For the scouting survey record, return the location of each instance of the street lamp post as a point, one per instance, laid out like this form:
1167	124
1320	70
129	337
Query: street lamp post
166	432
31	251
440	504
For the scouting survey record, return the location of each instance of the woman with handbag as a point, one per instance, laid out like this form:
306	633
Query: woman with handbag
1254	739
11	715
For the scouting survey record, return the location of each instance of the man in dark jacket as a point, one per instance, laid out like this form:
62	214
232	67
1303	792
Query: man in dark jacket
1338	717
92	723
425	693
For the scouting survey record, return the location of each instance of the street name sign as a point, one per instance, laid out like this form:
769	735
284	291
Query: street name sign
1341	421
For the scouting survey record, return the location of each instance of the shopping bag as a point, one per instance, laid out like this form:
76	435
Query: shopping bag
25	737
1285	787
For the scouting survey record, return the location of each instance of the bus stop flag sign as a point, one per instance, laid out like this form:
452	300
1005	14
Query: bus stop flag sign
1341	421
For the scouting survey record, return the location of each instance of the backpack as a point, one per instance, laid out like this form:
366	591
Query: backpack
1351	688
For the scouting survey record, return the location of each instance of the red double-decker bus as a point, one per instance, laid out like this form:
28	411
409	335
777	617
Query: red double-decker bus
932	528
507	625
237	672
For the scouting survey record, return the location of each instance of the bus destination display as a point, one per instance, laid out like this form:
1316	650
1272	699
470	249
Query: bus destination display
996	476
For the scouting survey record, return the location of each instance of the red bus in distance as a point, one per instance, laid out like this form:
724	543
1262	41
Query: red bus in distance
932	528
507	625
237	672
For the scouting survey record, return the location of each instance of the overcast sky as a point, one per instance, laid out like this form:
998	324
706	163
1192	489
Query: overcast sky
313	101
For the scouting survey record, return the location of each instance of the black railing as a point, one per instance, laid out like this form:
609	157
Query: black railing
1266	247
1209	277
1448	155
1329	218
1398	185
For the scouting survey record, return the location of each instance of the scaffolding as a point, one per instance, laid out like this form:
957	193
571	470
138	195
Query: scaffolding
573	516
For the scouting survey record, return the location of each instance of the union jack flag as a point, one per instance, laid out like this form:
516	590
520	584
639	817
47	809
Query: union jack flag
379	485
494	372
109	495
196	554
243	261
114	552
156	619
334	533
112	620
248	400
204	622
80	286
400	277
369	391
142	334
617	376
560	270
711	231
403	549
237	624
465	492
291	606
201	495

########################################

Work required | Copy out word for word everything from the row containing "of the union" down to the end of the rows, with both ends included.

Task output |
For the scouting survey record, return the location of each instance of the union jack flag as a point, one per instance, laid out like this form:
516	590
520	584
639	817
47	809
Query: union jack flag
379	485
494	372
109	495
196	554
243	261
114	552
156	619
334	533
112	620
248	400
204	622
80	286
400	277
369	391
142	334
617	376
560	270
711	231
403	549
237	624
465	492
291	606
201	495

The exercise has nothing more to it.